Assigned task> Every line from the first one in the listing down to the line with "Q: I need the bounding box for the wooden" should be restated word for word.

Extracted records>

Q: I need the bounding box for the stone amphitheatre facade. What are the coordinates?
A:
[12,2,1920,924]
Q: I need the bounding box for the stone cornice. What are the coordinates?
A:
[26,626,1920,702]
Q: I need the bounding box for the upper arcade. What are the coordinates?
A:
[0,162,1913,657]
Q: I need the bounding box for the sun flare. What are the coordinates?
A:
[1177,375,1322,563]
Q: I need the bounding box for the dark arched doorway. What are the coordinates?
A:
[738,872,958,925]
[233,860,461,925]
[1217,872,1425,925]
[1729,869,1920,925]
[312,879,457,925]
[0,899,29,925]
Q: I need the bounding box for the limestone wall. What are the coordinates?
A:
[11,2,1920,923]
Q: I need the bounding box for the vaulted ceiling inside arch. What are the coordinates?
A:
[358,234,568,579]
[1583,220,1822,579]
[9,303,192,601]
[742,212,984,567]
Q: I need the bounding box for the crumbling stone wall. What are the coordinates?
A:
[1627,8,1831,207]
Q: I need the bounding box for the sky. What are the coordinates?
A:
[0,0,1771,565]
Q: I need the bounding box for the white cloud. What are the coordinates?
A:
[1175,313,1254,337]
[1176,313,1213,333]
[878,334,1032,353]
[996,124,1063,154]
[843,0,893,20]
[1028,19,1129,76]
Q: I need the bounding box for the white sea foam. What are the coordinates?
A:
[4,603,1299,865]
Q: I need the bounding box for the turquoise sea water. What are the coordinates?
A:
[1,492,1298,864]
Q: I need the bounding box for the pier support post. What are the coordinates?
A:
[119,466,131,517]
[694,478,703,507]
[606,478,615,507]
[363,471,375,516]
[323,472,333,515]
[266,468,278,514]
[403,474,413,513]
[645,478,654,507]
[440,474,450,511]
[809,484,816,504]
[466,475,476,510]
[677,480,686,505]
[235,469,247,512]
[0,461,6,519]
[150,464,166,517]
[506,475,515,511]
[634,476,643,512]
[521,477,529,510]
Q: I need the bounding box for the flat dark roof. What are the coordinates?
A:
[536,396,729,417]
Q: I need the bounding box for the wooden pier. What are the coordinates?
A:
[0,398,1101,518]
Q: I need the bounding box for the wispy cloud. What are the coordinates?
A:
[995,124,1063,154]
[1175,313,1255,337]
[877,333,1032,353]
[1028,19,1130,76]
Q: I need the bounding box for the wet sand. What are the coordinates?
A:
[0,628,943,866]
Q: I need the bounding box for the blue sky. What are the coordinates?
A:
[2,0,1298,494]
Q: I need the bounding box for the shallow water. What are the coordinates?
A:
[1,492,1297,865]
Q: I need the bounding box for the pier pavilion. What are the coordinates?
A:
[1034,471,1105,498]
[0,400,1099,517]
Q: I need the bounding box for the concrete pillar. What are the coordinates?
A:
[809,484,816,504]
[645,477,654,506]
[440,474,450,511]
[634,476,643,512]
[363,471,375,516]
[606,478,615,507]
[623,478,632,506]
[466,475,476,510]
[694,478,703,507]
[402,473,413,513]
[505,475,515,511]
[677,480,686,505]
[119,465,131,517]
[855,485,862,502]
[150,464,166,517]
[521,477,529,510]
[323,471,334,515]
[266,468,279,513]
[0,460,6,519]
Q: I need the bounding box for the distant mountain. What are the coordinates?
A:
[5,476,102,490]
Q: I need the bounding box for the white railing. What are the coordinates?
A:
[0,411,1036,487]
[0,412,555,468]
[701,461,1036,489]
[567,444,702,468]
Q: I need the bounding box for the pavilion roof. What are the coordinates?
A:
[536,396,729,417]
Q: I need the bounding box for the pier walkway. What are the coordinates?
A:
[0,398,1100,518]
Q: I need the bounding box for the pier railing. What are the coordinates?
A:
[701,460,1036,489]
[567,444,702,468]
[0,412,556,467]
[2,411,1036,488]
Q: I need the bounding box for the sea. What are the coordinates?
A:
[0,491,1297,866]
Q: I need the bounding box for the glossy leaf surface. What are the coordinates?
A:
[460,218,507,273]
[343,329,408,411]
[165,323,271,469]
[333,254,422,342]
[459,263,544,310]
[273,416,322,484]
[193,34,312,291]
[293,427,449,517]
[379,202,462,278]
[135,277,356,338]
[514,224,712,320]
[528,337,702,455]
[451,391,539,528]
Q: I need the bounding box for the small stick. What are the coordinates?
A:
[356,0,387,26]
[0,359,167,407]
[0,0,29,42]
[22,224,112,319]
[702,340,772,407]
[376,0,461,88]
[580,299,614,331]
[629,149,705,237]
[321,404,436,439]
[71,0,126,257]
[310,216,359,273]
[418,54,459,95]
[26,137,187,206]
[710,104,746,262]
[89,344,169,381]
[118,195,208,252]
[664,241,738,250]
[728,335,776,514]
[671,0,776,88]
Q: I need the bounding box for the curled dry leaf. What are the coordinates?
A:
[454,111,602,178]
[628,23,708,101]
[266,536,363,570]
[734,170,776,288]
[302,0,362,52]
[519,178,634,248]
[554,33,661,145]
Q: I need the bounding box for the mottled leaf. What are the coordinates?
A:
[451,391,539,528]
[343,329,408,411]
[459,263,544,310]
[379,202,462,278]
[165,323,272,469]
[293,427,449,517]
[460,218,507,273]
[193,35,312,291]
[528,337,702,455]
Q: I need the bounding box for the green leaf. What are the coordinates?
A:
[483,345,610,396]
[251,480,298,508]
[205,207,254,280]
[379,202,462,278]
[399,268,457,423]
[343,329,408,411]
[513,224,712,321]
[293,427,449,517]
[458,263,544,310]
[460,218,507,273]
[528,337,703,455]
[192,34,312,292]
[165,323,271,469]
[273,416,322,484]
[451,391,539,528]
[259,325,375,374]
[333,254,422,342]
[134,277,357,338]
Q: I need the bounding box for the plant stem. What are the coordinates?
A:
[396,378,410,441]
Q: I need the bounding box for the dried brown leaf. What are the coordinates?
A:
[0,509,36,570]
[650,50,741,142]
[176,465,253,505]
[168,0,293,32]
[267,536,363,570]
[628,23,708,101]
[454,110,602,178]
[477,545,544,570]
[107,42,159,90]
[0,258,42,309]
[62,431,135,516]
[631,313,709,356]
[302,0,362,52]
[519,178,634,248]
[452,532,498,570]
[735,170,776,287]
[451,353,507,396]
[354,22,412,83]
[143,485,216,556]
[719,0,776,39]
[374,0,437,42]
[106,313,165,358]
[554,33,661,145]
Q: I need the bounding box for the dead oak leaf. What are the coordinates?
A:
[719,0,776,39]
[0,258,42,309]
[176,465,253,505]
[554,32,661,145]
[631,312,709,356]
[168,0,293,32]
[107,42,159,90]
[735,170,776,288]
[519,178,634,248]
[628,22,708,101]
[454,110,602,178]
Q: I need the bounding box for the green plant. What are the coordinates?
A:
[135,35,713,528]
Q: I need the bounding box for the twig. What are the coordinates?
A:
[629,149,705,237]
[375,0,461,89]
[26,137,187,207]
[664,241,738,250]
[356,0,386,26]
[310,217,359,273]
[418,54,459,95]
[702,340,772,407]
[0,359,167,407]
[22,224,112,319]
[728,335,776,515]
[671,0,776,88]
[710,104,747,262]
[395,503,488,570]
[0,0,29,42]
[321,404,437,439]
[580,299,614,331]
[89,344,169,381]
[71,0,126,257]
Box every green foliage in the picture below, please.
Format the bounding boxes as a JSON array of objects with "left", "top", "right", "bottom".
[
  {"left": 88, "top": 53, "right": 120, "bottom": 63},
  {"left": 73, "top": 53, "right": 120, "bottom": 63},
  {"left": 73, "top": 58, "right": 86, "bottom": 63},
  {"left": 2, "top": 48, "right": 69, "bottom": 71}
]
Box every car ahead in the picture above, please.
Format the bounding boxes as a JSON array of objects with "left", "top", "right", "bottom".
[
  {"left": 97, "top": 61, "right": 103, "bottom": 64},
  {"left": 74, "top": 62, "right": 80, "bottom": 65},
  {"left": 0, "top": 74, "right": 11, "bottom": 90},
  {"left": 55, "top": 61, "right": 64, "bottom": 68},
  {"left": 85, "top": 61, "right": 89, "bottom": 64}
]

Exercise result>
Q: I need the bounding box for the stone amphitheatre facade. What are the coordinates?
A:
[12,2,1920,924]
Q: I need the bounding box for the stone cornice. What are the coordinates?
A:
[26,626,1920,702]
Q: I need the bounding box for the upper arcade. What are the coordinates?
A:
[0,162,1913,657]
Q: I need the bounding box for the sun flare. What are the coordinates?
A:
[1177,375,1322,563]
Q: I need the bounding box for the dark arched doorway. What are the coordinates?
A:
[738,872,958,925]
[233,860,461,925]
[1217,872,1425,925]
[1729,869,1920,925]
[312,879,457,925]
[0,899,29,925]
Q: I need the bounding box for the limestone wall. What are the coordinates?
A:
[11,2,1920,923]
Q: I need the bounding box for the vaulted ceiling inside arch. What are the coordinates?
A:
[358,234,568,579]
[1583,220,1822,579]
[9,303,192,601]
[742,212,984,567]
Q: I need the bounding box for the crumbling stone wall. What are the coordinates?
A:
[1627,8,1831,207]
Q: I need the bounding box for the sky. What are the coordinates?
A:
[0,0,1771,565]
Q: I need the bounding box for the white cloud. What are the coordinates?
A:
[1175,313,1254,337]
[1176,313,1213,333]
[878,334,1032,353]
[996,124,1063,154]
[843,0,893,20]
[1028,19,1129,76]
Q: I need the bounding box for the white sea foam. What are the coordinates?
A:
[4,603,1299,865]
Q: I need the bounding box for the turquoise sea water. What are the coordinates?
A:
[1,492,1298,864]
Q: I need the bounding box for the pier support post. What are the coordinates?
A:
[119,466,131,517]
[694,478,703,507]
[606,478,615,507]
[363,471,375,516]
[323,472,333,515]
[266,468,278,514]
[403,474,413,513]
[645,478,654,507]
[440,474,450,511]
[809,484,816,504]
[466,475,476,510]
[677,480,686,505]
[235,469,247,512]
[0,461,6,519]
[150,464,166,517]
[506,475,515,511]
[634,476,643,512]
[521,477,529,510]
Q: I need the bounding box for the flat dark roof. What are the coordinates?
A:
[536,396,729,417]
Q: I need the bounding box for the wooden pier. What are the coordinates?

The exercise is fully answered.